Data items
#####

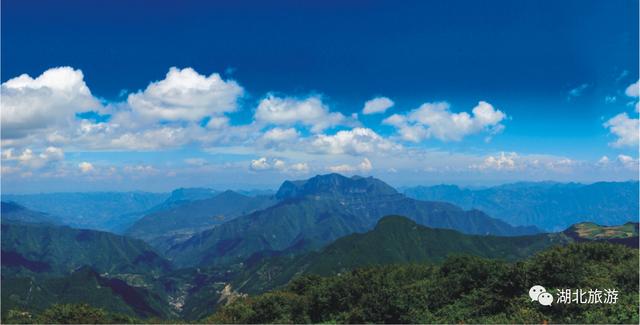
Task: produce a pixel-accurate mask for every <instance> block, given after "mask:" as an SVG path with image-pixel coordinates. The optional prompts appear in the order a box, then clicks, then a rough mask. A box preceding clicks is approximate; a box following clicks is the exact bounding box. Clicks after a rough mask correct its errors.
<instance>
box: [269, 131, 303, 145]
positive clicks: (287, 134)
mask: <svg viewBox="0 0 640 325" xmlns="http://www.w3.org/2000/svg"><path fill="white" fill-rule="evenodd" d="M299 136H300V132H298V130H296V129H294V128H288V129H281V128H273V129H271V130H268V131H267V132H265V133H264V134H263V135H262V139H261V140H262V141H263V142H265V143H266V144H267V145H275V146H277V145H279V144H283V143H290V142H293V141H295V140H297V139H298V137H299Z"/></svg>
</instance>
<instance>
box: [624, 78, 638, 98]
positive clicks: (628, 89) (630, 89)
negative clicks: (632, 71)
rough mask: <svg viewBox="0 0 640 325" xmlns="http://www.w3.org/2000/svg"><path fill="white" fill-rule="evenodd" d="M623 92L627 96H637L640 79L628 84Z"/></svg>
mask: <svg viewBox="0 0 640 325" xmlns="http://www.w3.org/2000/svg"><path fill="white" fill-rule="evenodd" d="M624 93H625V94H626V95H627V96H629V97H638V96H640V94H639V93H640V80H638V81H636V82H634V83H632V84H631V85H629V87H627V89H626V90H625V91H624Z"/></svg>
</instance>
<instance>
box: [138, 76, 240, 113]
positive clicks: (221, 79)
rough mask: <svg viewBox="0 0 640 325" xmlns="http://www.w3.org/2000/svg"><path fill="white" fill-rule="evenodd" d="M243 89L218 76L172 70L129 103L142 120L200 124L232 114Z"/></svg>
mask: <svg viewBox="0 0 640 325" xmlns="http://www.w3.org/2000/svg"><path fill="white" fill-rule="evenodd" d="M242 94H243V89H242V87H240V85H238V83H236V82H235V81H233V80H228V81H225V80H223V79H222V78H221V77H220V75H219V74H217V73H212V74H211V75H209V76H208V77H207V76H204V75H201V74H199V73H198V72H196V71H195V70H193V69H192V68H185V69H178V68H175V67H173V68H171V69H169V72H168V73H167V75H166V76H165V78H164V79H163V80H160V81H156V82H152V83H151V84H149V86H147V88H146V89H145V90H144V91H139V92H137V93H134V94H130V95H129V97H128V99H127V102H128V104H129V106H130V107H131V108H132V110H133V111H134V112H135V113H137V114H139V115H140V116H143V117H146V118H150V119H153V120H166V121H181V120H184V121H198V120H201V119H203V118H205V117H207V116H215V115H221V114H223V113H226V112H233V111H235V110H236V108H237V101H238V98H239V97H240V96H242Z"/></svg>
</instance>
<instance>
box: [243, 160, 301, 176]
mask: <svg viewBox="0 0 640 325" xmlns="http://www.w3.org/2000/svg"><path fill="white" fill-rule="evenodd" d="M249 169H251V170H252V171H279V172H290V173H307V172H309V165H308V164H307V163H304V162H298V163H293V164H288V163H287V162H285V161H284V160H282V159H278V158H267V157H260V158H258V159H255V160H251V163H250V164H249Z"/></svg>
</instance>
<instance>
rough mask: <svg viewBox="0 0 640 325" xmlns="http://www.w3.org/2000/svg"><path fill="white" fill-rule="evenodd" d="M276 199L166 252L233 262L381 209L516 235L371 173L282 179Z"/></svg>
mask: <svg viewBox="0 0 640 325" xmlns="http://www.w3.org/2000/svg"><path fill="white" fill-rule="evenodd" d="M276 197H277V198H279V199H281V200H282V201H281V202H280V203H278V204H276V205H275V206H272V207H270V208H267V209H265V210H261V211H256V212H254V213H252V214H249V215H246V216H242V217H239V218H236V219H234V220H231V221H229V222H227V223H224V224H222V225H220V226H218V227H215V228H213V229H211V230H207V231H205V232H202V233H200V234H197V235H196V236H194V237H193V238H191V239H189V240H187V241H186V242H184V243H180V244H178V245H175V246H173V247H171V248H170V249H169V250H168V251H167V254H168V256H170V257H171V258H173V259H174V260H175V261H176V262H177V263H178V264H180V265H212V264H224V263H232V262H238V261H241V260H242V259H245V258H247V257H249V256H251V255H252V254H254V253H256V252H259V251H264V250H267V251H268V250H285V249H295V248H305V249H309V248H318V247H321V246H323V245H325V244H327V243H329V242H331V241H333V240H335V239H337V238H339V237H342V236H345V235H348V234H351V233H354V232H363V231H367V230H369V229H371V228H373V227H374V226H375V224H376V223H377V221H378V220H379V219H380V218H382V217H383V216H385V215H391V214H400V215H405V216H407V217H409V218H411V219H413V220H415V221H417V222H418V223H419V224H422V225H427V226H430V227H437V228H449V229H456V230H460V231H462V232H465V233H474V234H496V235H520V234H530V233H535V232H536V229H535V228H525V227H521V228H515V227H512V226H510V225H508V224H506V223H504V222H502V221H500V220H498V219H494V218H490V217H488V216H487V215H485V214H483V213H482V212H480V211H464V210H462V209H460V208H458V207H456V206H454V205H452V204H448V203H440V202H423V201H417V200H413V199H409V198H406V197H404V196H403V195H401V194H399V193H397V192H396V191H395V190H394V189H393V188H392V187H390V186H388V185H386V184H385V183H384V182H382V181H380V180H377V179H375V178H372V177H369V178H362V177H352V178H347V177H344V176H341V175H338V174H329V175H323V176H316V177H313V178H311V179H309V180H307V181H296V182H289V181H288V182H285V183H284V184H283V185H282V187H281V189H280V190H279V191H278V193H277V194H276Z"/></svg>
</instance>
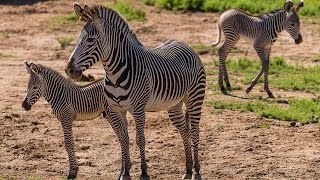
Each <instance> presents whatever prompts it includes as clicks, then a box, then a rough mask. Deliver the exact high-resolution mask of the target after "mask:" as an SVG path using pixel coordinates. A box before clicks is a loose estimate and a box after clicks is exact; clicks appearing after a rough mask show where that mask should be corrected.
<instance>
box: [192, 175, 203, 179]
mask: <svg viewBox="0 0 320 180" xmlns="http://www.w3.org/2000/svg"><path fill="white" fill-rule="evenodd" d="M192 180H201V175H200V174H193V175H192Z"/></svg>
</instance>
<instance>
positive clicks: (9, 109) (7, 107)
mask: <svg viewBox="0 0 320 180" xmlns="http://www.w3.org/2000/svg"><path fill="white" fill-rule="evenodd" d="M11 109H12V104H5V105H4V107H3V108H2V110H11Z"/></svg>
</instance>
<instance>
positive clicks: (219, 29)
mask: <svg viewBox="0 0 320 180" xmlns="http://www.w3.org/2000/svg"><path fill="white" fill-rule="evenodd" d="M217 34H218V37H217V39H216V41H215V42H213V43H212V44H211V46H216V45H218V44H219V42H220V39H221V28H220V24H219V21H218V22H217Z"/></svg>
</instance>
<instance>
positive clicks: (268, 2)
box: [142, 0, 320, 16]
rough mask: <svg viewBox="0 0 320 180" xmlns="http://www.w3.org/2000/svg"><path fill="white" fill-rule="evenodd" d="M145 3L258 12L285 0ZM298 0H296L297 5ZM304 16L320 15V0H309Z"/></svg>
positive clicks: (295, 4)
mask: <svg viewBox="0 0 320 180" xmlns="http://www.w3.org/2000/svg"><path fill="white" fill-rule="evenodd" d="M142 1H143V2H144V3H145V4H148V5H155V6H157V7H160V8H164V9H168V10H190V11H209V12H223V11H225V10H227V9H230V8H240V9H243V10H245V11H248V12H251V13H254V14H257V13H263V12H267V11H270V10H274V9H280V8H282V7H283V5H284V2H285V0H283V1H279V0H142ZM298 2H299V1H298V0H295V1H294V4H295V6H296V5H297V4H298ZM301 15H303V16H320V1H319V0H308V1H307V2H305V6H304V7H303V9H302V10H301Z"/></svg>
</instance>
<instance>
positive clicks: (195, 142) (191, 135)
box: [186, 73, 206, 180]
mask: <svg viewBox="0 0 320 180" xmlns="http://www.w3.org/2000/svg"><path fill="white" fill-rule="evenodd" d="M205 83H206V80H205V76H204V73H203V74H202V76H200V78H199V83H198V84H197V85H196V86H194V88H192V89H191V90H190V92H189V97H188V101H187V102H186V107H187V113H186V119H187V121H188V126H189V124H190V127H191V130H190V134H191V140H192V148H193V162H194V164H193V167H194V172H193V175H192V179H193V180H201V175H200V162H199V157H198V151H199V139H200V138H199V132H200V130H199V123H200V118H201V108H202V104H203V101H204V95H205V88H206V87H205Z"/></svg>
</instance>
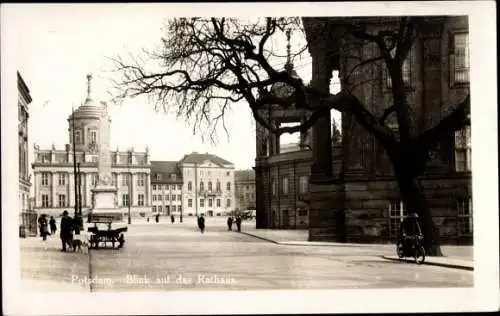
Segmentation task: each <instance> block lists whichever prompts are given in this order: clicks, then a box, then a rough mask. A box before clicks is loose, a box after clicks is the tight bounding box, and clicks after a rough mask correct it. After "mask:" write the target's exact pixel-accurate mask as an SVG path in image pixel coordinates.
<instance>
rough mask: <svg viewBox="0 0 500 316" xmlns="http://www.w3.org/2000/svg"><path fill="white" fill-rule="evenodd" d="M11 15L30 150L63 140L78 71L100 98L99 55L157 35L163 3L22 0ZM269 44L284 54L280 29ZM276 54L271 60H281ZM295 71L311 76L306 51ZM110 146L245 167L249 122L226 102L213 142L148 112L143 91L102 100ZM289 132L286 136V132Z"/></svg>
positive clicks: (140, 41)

#####

TASK GOAL: Print the lines from the start of the records through the line containing "positive clicks: (287, 134)", including both ends, without the pictures.

YOUR SOLUTION:
Task: produce a pixel-accurate mask for every <instance> block, given after "mask:" as an SVG path with image-pixel coordinates. The optional prompts appear in the order a box, then clicks, then a rough mask. A box preceding clicks is approximate; a box following clicks is the exact bounding box. Clicks after a rough mask correct its errors.
<instance>
box: [269, 131, 303, 145]
positive clicks: (287, 134)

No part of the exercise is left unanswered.